* **What is being asked**
Locate every line in the records below that contains the string "each" and copy those lines out. Case counts when matching.

Collected data entries:
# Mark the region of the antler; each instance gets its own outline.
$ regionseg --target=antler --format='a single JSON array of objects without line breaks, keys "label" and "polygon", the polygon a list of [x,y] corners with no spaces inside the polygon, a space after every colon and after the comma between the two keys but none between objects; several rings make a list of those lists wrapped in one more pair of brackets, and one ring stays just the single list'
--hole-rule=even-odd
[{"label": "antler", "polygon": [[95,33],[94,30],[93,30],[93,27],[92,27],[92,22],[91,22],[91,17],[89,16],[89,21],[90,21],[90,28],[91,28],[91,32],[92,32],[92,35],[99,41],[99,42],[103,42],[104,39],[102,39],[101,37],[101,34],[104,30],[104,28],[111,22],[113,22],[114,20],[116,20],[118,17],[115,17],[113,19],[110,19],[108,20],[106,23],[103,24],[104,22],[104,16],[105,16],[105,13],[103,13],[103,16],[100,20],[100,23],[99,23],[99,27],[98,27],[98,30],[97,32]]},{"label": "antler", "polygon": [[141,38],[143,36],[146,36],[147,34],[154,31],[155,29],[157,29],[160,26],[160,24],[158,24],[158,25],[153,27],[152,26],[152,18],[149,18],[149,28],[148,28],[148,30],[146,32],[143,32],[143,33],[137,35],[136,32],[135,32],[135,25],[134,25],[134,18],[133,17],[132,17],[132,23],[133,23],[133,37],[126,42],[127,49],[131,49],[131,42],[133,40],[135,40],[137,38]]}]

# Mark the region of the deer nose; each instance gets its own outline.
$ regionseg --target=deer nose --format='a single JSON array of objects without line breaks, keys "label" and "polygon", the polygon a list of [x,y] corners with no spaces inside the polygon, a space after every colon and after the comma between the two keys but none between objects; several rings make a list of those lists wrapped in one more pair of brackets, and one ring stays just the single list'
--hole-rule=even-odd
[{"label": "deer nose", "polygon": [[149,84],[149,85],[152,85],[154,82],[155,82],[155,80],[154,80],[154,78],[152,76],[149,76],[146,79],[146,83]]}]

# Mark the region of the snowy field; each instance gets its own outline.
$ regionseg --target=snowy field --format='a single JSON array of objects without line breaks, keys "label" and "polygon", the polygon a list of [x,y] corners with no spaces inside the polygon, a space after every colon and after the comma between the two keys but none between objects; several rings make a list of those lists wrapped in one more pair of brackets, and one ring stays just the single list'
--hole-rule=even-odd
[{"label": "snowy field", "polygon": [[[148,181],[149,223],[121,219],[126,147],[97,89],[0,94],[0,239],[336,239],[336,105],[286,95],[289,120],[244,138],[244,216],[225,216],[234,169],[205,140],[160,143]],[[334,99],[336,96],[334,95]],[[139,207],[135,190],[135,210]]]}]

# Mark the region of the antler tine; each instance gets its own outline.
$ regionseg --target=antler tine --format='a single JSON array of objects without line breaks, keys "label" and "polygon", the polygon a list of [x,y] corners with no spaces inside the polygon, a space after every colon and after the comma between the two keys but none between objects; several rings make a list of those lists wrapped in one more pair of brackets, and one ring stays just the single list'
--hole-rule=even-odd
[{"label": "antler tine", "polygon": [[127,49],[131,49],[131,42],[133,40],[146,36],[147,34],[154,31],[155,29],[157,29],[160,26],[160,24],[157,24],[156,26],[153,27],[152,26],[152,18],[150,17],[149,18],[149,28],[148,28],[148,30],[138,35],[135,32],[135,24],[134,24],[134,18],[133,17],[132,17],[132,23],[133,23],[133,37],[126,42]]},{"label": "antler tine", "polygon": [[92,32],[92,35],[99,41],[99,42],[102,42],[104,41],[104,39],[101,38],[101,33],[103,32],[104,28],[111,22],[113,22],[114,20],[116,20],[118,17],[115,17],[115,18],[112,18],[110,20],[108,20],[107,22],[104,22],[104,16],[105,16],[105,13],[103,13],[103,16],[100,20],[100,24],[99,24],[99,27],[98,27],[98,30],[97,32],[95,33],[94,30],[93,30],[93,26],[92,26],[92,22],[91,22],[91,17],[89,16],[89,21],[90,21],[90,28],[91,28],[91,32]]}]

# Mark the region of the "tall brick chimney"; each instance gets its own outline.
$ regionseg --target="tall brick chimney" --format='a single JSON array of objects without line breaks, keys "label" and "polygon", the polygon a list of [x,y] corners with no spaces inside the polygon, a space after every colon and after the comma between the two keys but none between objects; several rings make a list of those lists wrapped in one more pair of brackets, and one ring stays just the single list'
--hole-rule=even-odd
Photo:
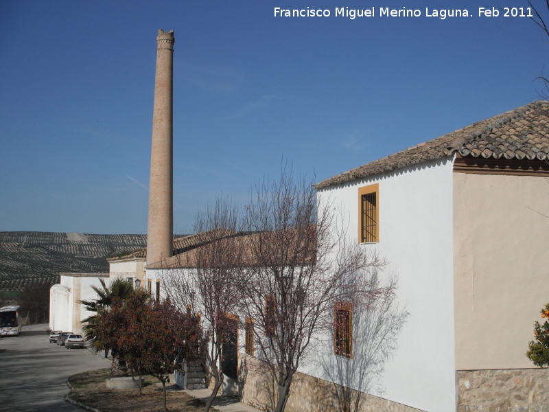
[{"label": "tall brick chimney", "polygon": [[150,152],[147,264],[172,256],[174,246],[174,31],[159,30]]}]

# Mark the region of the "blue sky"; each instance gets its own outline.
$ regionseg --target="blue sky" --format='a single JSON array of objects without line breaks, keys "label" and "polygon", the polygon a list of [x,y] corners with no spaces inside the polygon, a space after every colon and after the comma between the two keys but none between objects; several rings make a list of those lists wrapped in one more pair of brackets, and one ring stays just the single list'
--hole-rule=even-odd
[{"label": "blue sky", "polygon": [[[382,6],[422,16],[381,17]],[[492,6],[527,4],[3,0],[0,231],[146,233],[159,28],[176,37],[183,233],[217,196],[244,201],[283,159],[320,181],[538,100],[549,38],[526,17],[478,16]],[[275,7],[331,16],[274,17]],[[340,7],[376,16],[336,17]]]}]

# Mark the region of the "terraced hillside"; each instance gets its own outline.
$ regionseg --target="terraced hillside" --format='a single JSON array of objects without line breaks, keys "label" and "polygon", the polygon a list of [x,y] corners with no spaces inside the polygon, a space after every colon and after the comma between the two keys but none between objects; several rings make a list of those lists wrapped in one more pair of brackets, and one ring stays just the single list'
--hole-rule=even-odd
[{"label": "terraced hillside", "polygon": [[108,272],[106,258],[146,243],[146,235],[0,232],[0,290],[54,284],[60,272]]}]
==
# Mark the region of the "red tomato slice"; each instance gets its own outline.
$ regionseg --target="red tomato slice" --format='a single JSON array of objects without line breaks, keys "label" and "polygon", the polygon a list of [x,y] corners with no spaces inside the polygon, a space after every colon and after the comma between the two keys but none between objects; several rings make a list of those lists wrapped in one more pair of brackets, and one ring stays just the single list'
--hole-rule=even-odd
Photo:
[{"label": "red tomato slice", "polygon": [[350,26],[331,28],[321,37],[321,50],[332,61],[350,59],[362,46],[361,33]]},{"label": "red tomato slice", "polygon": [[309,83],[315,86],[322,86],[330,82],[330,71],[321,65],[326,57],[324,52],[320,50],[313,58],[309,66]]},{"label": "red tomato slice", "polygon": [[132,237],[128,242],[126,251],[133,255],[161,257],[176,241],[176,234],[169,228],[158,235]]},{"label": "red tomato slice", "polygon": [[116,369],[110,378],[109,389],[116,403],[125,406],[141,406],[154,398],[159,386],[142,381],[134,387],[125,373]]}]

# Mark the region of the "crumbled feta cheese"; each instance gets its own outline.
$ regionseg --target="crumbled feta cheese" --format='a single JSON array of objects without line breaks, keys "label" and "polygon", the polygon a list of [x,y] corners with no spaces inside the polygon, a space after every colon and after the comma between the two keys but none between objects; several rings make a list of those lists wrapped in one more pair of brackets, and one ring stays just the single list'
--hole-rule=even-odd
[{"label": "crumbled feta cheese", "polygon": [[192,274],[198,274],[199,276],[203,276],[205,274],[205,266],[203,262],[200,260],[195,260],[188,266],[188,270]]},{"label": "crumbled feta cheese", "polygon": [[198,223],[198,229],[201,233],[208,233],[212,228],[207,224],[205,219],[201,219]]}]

* **Solved exercise**
# Mark the region of the antler; each instance gets its own outline.
# Mark the region of the deer nose; each instance gets its own outline.
# Mark the region of the snowy field; each instance gets its own outline.
# Mark the region of the antler tine; each instance gets its own outline.
# Mark the region of the "tall brick chimney"; each instance gets its own outline.
# Mark the region of the "blue sky"; each instance gets its own outline.
# Mark the region of the "terraced hillside"; each instance gets its own outline.
# Mark the region of the "red tomato slice"; each instance gets its own outline.
# Mark the region of the "crumbled feta cheese"; each instance gets its own outline.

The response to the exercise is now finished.